Top of Text excerpt
Why Vocabulary Still Matters for SAT Reading
By James Rodkey
(ACT, SAT, ESOL, Latin, BMAT, GRE, TSA tutor at The Edge Learning Center)
I’ve written previously about how the new SAT explicitly tests vocabulary: the pre-2016 sentence completion questions are gone and have been replaced with context-based vocabulary questions that are generally much simpler. This only tells half of the story of vocabulary on the SAT, however. It is still entirely possible to get questions wrong on the Reading Test solely due to not knowing the meaning of a word in the passage or the answer choices. Consequently, developing an expansive vocabulary is still vital for achieving the highest scores on the Reading Test, even if the mode of testing that knowledge has changed.
In addition to the Vocabulary in Context questions that directly ask about the usage of certain words in a text, other questions often use words in their answer choices that can cause problems for test-takers who don’t know their meanings.
Purpose questions for example (those that ask about why an author includes a certain detail, usually ending in “in order to”) list answer choices that begin with a verb, sometimes an uncommon word. Not knowing the meaning of the verb will make it difficult to evaluate that answer choice. Here are some answer choices to Purpose questions that have appeared on past SAT exams:
- deride a viewpoint that has been gaining popularity.
Bottom of Text excerpt
Tasks to carry out
[1] In the article on SAT vocabulary, what replaced the pre-2016 sentence completion questions?
[2] Extract everything in the article on SAT vocabulary from "Purpose questions for" down to "been gaining popularity.".
The material after this point is separate from the article on SAT vocabulary.
Top of Material supplied
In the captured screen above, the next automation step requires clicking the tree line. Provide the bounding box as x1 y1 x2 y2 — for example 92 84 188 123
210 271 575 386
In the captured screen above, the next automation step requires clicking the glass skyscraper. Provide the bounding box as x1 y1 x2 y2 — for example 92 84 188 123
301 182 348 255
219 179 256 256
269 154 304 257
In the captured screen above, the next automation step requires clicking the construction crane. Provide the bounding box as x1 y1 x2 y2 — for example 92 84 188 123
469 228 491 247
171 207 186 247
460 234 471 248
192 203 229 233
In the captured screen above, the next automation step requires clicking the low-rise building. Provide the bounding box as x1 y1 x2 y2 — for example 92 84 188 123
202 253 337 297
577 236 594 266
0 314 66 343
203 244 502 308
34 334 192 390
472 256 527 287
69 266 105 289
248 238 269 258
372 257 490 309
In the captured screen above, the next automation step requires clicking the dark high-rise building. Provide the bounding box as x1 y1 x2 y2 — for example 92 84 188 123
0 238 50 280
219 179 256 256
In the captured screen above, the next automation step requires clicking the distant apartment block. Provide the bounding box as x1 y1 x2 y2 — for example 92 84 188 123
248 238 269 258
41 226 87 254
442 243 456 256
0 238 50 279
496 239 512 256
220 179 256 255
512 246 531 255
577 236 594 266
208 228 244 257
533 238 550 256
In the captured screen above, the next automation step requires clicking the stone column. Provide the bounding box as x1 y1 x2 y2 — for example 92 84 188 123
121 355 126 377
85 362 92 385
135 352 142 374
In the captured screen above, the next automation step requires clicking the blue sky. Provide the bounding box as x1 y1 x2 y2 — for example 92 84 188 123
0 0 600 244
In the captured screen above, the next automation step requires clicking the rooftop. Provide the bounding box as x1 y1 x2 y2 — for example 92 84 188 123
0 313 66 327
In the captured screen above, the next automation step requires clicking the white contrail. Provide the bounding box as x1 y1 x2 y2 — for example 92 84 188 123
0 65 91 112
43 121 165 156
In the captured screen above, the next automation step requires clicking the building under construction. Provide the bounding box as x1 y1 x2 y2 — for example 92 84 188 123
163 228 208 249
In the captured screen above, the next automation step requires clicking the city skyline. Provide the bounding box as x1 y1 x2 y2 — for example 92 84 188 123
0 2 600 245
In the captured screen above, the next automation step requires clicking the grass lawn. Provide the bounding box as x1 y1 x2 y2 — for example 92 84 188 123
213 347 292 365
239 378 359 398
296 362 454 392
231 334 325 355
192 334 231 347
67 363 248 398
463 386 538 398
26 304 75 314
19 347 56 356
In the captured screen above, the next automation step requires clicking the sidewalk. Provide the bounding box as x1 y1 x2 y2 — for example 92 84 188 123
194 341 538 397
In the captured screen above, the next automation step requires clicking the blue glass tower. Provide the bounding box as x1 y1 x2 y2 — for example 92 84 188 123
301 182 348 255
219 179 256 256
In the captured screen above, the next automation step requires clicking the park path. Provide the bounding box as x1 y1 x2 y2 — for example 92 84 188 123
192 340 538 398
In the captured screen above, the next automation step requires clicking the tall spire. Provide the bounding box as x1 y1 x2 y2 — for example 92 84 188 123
Bottom of Material supplied
Completed exercise
[1] Context-based vocabulary questions that are generally much simpler.

[2]
Purpose questions for example (those that ask about why an author includes a certain detail, usually ending in “in order to”) list answer choices that begin with a verb, sometimes an uncommon word. Not knowing the meaning of the verb will make it difficult to evaluate that answer choice. Here are some answer choices to Purpose questions that have appeared on past SAT exams:
- deride a viewpoint that has been gaining popularity.